* [PROVIDED DATA]:
= = = = =

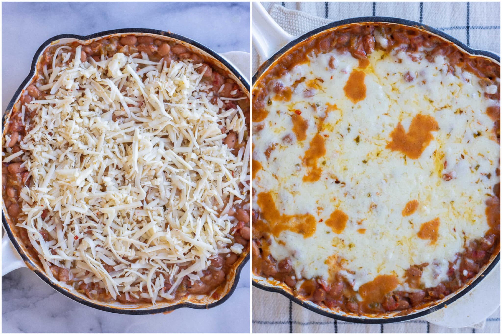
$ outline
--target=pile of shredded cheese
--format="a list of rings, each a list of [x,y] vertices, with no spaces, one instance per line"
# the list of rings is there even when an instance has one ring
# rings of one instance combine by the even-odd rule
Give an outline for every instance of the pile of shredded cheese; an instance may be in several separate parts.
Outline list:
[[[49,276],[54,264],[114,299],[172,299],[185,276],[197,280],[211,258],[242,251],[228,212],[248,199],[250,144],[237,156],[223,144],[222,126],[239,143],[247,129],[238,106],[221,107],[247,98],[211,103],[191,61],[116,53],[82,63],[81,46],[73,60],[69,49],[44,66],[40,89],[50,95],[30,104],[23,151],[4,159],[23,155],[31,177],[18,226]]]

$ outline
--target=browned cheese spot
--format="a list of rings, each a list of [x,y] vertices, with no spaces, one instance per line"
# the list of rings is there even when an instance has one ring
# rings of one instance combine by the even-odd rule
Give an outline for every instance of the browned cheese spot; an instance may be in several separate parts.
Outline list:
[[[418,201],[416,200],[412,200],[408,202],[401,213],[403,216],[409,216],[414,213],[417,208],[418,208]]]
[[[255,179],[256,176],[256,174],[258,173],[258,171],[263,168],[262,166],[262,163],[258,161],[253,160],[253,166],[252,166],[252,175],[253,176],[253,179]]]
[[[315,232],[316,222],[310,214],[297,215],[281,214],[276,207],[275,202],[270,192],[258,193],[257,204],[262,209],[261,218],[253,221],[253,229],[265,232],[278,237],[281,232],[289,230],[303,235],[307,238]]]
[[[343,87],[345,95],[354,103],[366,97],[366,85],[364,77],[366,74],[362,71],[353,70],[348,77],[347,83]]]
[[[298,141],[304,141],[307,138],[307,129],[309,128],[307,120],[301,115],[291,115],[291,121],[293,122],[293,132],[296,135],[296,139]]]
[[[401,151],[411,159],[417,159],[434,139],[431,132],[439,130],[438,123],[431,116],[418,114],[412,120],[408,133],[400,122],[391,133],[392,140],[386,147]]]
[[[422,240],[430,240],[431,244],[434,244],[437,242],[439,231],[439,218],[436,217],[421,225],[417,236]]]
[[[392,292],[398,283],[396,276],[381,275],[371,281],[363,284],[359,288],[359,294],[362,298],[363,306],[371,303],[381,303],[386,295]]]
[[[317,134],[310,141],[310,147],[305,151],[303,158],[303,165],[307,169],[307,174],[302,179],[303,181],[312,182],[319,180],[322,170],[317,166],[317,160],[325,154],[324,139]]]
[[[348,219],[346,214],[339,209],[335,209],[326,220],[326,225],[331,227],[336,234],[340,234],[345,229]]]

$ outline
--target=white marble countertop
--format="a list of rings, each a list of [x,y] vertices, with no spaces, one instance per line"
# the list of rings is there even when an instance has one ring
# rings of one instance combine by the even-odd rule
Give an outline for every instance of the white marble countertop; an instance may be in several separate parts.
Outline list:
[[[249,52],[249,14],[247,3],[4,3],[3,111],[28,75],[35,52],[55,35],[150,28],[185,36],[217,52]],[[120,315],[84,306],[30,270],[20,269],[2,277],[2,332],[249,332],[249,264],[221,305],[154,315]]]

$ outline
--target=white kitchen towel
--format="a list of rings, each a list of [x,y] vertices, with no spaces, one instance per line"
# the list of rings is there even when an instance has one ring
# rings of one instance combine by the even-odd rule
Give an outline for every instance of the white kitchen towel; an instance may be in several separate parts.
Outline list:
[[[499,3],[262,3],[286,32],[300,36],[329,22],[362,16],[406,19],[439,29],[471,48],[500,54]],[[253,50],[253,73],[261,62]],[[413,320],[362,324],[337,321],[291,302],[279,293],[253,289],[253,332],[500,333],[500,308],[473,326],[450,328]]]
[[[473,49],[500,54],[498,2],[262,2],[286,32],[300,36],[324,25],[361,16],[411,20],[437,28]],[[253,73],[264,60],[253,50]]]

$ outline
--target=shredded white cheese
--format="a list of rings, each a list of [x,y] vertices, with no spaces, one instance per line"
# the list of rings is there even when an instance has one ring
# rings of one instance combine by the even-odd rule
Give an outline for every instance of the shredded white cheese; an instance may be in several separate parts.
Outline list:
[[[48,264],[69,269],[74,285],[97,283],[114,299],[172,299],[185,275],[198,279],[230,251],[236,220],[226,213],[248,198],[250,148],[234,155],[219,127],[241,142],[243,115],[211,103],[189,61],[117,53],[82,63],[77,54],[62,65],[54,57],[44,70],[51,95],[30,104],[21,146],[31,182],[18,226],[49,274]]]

= = = = =

* [THE TASK]:
Report every line of the data that contains the word "shredded".

* [TASK RESPONSE]:
--target=pile of shredded cheese
Give an outline for every instance of the pile of shredded cheese; an instance may be in several separate parts.
--target=shredded white cheese
Give an outline for every instance of the shredded white cheese; an instance may be in several separate parts.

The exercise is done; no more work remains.